- TASK GOAL
Work out how many lines of the data below hold the string "woman". Answer with that number alone.

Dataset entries
┌──

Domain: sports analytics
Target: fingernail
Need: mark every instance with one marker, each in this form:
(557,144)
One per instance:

└──
┌──

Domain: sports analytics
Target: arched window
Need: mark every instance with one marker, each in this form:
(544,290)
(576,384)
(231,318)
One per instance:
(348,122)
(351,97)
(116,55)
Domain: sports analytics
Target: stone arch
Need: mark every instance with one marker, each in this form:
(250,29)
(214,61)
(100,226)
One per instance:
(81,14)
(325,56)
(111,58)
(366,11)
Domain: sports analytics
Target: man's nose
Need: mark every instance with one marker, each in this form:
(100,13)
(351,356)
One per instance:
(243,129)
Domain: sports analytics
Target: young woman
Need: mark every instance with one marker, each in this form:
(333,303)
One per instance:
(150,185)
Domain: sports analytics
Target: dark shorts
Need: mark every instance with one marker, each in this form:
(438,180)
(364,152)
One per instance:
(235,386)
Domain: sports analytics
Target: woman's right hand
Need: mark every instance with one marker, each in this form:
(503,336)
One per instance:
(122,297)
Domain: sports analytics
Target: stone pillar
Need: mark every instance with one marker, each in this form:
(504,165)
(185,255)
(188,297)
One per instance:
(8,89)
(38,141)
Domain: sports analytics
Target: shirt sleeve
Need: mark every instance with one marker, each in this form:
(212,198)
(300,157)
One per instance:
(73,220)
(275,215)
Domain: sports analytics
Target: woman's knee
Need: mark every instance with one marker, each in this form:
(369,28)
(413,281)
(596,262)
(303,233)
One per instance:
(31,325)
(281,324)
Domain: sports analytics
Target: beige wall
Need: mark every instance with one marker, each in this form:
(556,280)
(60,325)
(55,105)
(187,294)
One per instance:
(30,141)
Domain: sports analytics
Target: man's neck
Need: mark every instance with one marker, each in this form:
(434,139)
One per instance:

└──
┌──

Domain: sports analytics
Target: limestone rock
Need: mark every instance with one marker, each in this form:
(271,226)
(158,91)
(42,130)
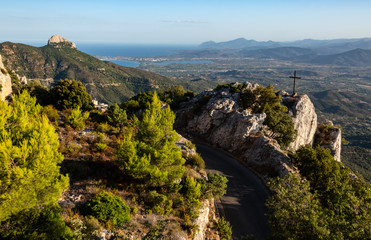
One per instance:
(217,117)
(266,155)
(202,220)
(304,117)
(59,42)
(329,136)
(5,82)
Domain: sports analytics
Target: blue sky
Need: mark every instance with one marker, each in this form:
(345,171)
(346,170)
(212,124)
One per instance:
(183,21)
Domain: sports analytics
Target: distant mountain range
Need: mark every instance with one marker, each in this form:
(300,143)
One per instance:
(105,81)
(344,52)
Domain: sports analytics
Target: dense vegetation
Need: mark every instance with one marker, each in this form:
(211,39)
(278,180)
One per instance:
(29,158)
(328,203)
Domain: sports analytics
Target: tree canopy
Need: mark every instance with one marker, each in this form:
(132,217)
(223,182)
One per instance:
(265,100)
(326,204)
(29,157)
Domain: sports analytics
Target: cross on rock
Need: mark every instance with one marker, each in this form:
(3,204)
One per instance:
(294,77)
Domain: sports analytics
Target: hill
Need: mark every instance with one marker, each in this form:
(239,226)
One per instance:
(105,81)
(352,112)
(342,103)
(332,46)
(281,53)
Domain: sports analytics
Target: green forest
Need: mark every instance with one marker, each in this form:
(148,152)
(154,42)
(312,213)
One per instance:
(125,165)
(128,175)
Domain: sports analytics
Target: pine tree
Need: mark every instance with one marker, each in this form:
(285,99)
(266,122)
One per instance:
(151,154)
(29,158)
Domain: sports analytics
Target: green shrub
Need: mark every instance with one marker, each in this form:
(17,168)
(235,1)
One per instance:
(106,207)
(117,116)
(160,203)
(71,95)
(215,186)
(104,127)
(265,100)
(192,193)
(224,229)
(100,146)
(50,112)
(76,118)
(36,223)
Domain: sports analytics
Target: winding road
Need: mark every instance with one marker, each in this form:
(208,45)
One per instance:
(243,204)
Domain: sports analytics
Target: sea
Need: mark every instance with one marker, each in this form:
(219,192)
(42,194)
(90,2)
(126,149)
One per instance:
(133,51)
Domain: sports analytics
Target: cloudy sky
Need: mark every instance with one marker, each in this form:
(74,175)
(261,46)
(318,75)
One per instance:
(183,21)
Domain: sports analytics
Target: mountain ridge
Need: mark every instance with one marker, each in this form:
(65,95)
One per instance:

└──

- RESULT OF THE TASK
3